### Extracted text
-- Begin --
It’s not a secret I’m a cityfied, dandified type. I was born and raised on a sea level island packed with seven million people. I like conveniences and fine dining options yet a part of me has always craved the country…
Open space, natural beauty, stars and wind and air and the feeling of experiencing weather and seasons more directly. Room to be alone, room to relax down to a more human scale of time and space. When I travel I always want to go further, farther, away-er, I want to keep driving until I find nowhere fast.
Camping should fit into this desire right? Well, theoretically. I’m relatively hardy and low maintenance. I can handle not showering, bugs, hiking, discomfort. But when it came time to fall asleep our first night in a tent in the Catskills, my body was like no.
-- End --
### Records supplied
-- Begin --
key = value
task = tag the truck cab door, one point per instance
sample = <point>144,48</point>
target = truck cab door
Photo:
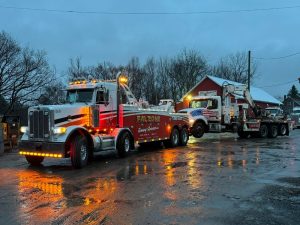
-- End --
### Task requirements
Reproduce the full text about a city dweller's first night camping in the Catskills, word for word and with its punctuation unchanged.

### Expected output
It’s not a secret I’m a cityfied, dandified type. I was born and raised on a sea level island packed with seven million people. I like conveniences and fine dining options yet a part of me has always craved the country…
Open space, natural beauty, stars and wind and air and the feeling of experiencing weather and seasons more directly. Room to be alone, room to relax down to a more human scale of time and space. When I travel I always want to go further, farther, away-er, I want to keep driving until I find nowhere fast.
Camping should fit into this desire right? Well, theoretically. I’m relatively hardy and low maintenance. I can handle not showering, bugs, hiking, discomfort. But when it came time to fall asleep our first night in a tent in the Catskills, my body was like no.